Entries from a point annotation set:
-- Begin --
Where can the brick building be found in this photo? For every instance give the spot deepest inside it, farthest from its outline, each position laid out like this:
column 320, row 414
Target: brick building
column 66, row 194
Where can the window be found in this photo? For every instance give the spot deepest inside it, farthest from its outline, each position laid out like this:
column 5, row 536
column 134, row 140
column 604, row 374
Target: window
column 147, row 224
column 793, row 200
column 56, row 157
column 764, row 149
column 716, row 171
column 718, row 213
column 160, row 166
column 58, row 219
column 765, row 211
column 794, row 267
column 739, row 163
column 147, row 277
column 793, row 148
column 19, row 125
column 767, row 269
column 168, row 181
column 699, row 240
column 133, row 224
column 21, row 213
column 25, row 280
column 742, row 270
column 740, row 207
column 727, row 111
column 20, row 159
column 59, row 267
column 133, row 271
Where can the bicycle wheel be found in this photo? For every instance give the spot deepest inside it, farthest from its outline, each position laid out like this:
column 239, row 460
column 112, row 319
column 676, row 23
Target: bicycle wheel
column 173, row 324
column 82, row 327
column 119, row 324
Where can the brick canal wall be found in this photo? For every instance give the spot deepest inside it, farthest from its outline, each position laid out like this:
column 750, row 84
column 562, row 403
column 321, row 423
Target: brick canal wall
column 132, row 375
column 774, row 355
-- End --
-- Begin --
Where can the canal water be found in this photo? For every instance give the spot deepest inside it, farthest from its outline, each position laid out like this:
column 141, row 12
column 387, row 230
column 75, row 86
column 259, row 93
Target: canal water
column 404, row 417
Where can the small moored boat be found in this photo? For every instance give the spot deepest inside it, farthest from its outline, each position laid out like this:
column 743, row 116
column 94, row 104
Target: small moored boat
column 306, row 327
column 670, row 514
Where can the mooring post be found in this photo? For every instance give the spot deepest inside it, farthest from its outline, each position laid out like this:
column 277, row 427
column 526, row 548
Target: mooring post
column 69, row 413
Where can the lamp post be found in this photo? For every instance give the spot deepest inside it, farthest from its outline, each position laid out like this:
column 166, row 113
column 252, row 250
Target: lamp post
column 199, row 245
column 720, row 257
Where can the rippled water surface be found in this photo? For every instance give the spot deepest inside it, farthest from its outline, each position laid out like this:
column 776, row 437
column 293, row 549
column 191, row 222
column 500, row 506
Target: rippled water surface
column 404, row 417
-- End --
Given problem:
Copy verbatim the lines of the material beginning with the line containing "Where can the small" and continuing through the line containing "column 720, row 257", both included.

Result of this task:
Where can the small moored boat be found in this photo? For every instance give the spot deepest inside it, farthest from its outline, each position laid out like this:
column 743, row 116
column 94, row 104
Target: small moored boat
column 306, row 327
column 670, row 514
Where can the mooring post be found in this photo? For every instance give the spot deepest inside it, farthest from its outline, each position laid out like this:
column 277, row 427
column 526, row 548
Target: mooring post
column 69, row 413
Where can the lamp post be found in this photo? For every instance give the spot deepest inside it, farthest from its outline, each position laid out like this:
column 166, row 113
column 252, row 250
Target: lamp post
column 199, row 245
column 720, row 257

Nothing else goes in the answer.